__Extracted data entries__
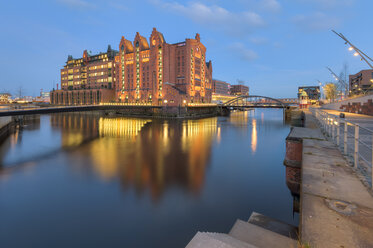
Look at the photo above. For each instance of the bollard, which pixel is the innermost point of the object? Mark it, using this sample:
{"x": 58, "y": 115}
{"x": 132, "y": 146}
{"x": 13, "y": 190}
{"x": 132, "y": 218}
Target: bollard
{"x": 356, "y": 155}
{"x": 345, "y": 138}
{"x": 338, "y": 134}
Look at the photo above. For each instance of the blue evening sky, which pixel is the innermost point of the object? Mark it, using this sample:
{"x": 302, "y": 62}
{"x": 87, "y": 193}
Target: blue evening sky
{"x": 274, "y": 46}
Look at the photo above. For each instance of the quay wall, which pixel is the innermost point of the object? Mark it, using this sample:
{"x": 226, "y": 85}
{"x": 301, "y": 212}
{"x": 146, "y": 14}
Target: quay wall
{"x": 358, "y": 105}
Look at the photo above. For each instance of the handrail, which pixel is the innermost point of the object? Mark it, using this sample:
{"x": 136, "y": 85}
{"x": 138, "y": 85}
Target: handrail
{"x": 361, "y": 151}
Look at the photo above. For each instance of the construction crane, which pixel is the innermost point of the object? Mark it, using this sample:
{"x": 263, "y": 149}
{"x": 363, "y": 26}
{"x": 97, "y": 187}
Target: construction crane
{"x": 357, "y": 51}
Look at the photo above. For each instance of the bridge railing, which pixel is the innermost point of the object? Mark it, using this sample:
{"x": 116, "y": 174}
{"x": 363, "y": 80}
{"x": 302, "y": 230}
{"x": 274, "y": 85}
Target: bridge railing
{"x": 354, "y": 141}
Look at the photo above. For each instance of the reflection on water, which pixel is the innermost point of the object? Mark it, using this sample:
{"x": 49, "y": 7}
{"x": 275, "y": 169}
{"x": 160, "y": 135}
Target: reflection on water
{"x": 166, "y": 153}
{"x": 126, "y": 178}
{"x": 254, "y": 136}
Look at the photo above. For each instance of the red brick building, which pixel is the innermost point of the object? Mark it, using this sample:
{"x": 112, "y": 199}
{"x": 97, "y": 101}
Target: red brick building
{"x": 220, "y": 87}
{"x": 87, "y": 80}
{"x": 142, "y": 72}
{"x": 239, "y": 90}
{"x": 163, "y": 74}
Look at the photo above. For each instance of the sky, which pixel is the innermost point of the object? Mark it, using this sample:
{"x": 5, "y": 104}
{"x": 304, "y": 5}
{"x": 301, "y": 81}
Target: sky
{"x": 273, "y": 46}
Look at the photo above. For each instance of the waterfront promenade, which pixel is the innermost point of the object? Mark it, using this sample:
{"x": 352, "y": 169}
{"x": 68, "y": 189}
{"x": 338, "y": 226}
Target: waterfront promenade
{"x": 336, "y": 208}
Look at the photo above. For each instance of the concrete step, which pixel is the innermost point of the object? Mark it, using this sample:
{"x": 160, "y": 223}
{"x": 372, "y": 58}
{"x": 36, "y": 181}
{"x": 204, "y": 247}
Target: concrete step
{"x": 259, "y": 236}
{"x": 216, "y": 240}
{"x": 274, "y": 225}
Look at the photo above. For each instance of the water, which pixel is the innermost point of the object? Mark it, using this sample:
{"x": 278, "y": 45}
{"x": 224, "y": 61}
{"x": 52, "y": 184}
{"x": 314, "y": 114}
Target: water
{"x": 73, "y": 180}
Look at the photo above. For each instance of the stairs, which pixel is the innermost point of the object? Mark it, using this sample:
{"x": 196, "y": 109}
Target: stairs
{"x": 259, "y": 232}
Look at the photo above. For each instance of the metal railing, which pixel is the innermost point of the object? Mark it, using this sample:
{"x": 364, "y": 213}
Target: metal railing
{"x": 352, "y": 139}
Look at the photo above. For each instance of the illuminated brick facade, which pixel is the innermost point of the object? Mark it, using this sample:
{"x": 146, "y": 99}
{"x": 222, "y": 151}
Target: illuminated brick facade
{"x": 87, "y": 80}
{"x": 142, "y": 72}
{"x": 163, "y": 74}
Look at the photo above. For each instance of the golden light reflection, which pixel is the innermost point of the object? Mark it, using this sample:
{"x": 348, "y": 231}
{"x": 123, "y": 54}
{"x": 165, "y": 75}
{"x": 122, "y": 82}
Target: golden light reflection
{"x": 254, "y": 136}
{"x": 121, "y": 127}
{"x": 147, "y": 156}
{"x": 239, "y": 118}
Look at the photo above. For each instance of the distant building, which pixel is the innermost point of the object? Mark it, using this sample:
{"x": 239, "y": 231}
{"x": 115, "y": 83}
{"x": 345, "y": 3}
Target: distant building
{"x": 87, "y": 80}
{"x": 308, "y": 95}
{"x": 220, "y": 87}
{"x": 43, "y": 98}
{"x": 5, "y": 98}
{"x": 361, "y": 82}
{"x": 239, "y": 90}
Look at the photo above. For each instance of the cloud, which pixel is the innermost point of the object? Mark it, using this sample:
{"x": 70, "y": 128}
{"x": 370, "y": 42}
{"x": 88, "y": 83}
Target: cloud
{"x": 77, "y": 3}
{"x": 258, "y": 40}
{"x": 215, "y": 17}
{"x": 316, "y": 22}
{"x": 270, "y": 5}
{"x": 242, "y": 52}
{"x": 328, "y": 4}
{"x": 118, "y": 6}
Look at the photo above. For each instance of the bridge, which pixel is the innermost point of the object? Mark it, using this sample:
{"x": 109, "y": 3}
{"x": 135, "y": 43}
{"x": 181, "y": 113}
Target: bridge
{"x": 64, "y": 109}
{"x": 255, "y": 102}
{"x": 240, "y": 102}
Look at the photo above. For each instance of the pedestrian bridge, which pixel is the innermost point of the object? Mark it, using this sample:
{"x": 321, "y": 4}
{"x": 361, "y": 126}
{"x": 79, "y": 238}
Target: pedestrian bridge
{"x": 255, "y": 102}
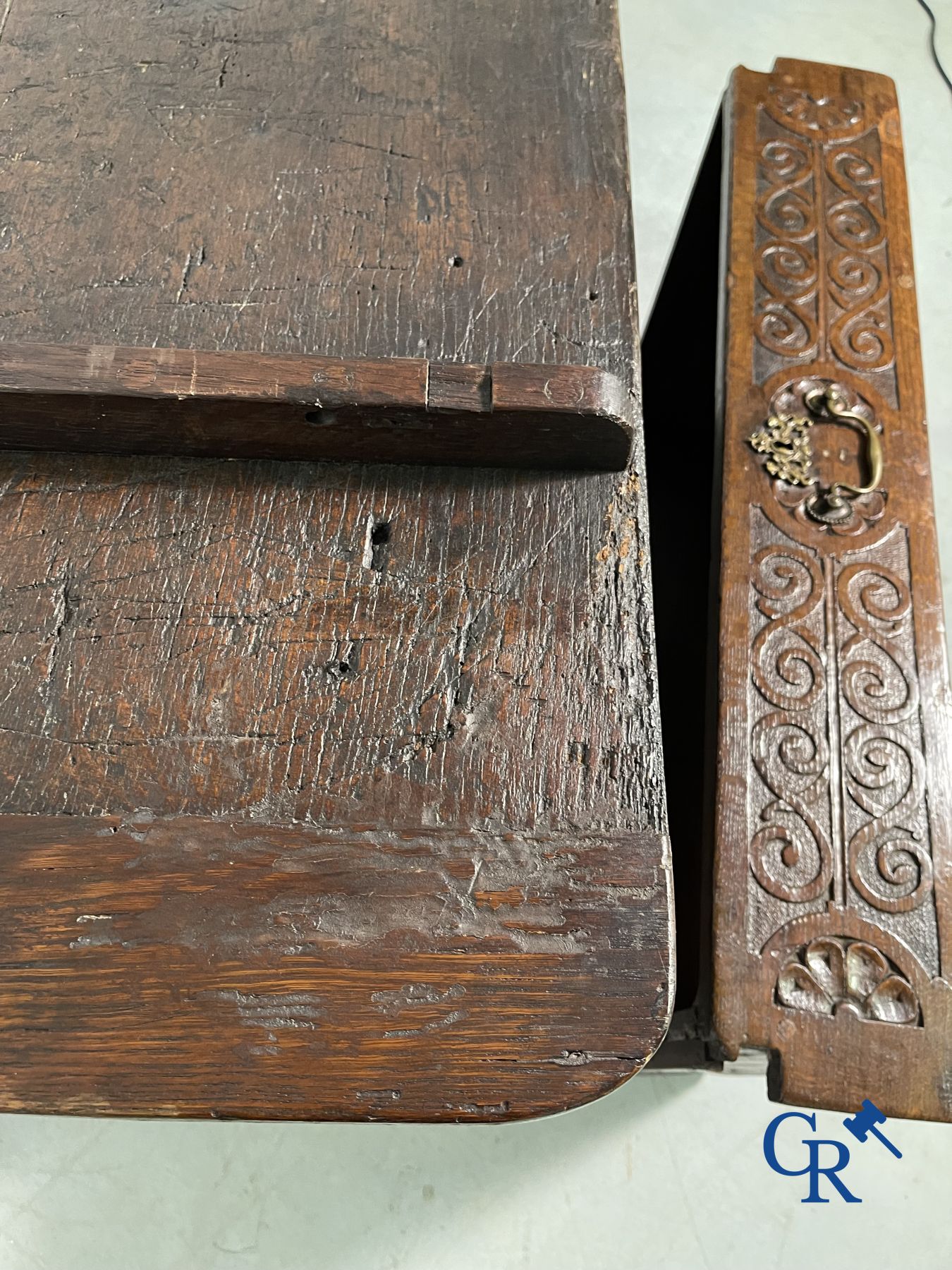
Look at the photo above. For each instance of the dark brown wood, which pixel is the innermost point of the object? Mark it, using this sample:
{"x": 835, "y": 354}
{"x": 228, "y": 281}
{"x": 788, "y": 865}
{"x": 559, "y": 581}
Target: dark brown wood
{"x": 833, "y": 893}
{"x": 328, "y": 790}
{"x": 250, "y": 406}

__Task requirements__
Strip out the images, then output the records above word for word.

__Solution for this exercise__
Look at the photo above. For each instance of the bollard, which pixel is the innermost point of the object? Mark it, using this sample:
{"x": 58, "y": 115}
{"x": 132, "y": 146}
{"x": 13, "y": 190}
{"x": 132, "y": 218}
Target: bollard
{"x": 356, "y": 155}
{"x": 345, "y": 138}
{"x": 338, "y": 134}
Look at the photo above. For each instance of the blue evening sky, which pixel is the innermost point of the object? Mark it, using this sample:
{"x": 302, "y": 62}
{"x": 87, "y": 193}
Target: blue evening sky
{"x": 274, "y": 46}
Look at the photo above. For each instance of the quay wall, which pixel is the innermost point of the object? Mark it, using this sample:
{"x": 226, "y": 85}
{"x": 301, "y": 212}
{"x": 146, "y": 14}
Target: quay wall
{"x": 358, "y": 105}
Look at the photo above. For each instance of the handrail, which pixel is the innermost point of the object? Mark it, using this sample:
{"x": 136, "y": 85}
{"x": 138, "y": 85}
Target: handrail
{"x": 361, "y": 151}
Look at the photo above. For each instance of the construction crane, which pixel is the innermost point of the object? Mark it, using this sample:
{"x": 263, "y": 149}
{"x": 363, "y": 26}
{"x": 97, "y": 187}
Target: construction crane
{"x": 357, "y": 51}
Look at the photo above. For each instance of the bridge railing, which pixel is the innermost point of the object? Mark it, using this sample:
{"x": 116, "y": 174}
{"x": 363, "y": 80}
{"x": 302, "y": 230}
{"x": 274, "y": 85}
Target: bridge railing
{"x": 354, "y": 141}
Look at the photo above. For each instance of the reflection on water, which pixel is the innermost point of the object? Mark it, using this sample:
{"x": 49, "y": 7}
{"x": 275, "y": 169}
{"x": 160, "y": 135}
Target: reflection on water
{"x": 166, "y": 153}
{"x": 126, "y": 178}
{"x": 254, "y": 136}
Look at the photo above. For each instance of the red brick building, which pixel is the innermost point of the object? Mark it, using this sample:
{"x": 112, "y": 199}
{"x": 97, "y": 101}
Target: red brick building
{"x": 220, "y": 87}
{"x": 87, "y": 80}
{"x": 142, "y": 72}
{"x": 239, "y": 90}
{"x": 163, "y": 74}
Look at the photo above. For each instance of the sky, which pixel is the innermost point of the object? Mark it, using this sample:
{"x": 5, "y": 104}
{"x": 304, "y": 5}
{"x": 301, "y": 81}
Target: sky
{"x": 273, "y": 46}
Look at the photo above. For each instance of the waterfront promenade, which pixel is the innermost point of the object? Mark it, using this sample:
{"x": 352, "y": 169}
{"x": 68, "y": 189}
{"x": 338, "y": 226}
Target: waterfront promenade
{"x": 336, "y": 208}
Look at the photo above. For each instance of the concrete step, which pixel is the innermost point of the object? Mark it, using this sample:
{"x": 160, "y": 223}
{"x": 372, "y": 58}
{"x": 36, "y": 181}
{"x": 204, "y": 247}
Target: concrete step
{"x": 259, "y": 236}
{"x": 216, "y": 240}
{"x": 274, "y": 225}
Look at the photo above. For each instance of the water, which pixel is the innermost point of the object? Mark it, using this sample:
{"x": 278, "y": 45}
{"x": 224, "y": 61}
{"x": 52, "y": 184}
{"x": 314, "y": 114}
Target: water
{"x": 73, "y": 180}
Look at the photo above. For each instance of the stairs, which pixel is the innermost point of the object? Mark it, using this sample:
{"x": 196, "y": 109}
Target: stairs
{"x": 259, "y": 232}
Look at the photo above. For each instance of the metal railing, which pixel is the innermost point of the object? Mark it, using this sample:
{"x": 364, "y": 213}
Target: metal railing
{"x": 352, "y": 139}
Look at the photo above. For each instance of the illuminated brick facade, which pixel is the innermost point of the object? Mark it, using this sample:
{"x": 146, "y": 99}
{"x": 222, "y": 151}
Target: illuminated brick facade
{"x": 87, "y": 80}
{"x": 142, "y": 72}
{"x": 163, "y": 74}
Look at the photo above. For each instance of the golden light reflection, which pixel is the innermost point of the object? Mark it, using this sample:
{"x": 348, "y": 231}
{"x": 123, "y": 54}
{"x": 165, "y": 75}
{"x": 122, "y": 82}
Target: golden light reflection
{"x": 254, "y": 136}
{"x": 121, "y": 127}
{"x": 147, "y": 156}
{"x": 239, "y": 118}
Look at the photo above. For each instance of the distant building, which pixel is the innermost point of the object? Mark it, using this sample:
{"x": 239, "y": 231}
{"x": 115, "y": 83}
{"x": 345, "y": 3}
Target: distant building
{"x": 87, "y": 80}
{"x": 308, "y": 95}
{"x": 220, "y": 87}
{"x": 43, "y": 98}
{"x": 5, "y": 98}
{"x": 361, "y": 82}
{"x": 239, "y": 90}
Look at the photo above. For each instance of the cloud, which pixel is the innermost point of the object? Mark it, using this sample:
{"x": 70, "y": 128}
{"x": 370, "y": 42}
{"x": 88, "y": 83}
Target: cloud
{"x": 77, "y": 3}
{"x": 258, "y": 40}
{"x": 215, "y": 17}
{"x": 316, "y": 22}
{"x": 270, "y": 5}
{"x": 242, "y": 52}
{"x": 328, "y": 4}
{"x": 118, "y": 6}
Look at the photo above. For each instance of the bridge, which pixel is the innermost point of the object? Mark it, using this sample:
{"x": 109, "y": 3}
{"x": 135, "y": 43}
{"x": 181, "y": 113}
Target: bridge
{"x": 64, "y": 109}
{"x": 255, "y": 102}
{"x": 240, "y": 102}
Look at the photo above. For each instance of the pedestrian bridge, which pixel is the innermost point of the object? Mark it, using this sample:
{"x": 321, "y": 4}
{"x": 361, "y": 126}
{"x": 79, "y": 238}
Target: pedestrian bridge
{"x": 255, "y": 102}
Look at the photo above. For each instance of the dark brown wood, which pixel is the innermost point of the object? Mark it, using this sample:
{"x": 835, "y": 354}
{"x": 228, "y": 281}
{"x": 788, "y": 865}
{"x": 559, "y": 581}
Target: dark brown wood
{"x": 833, "y": 893}
{"x": 328, "y": 790}
{"x": 250, "y": 406}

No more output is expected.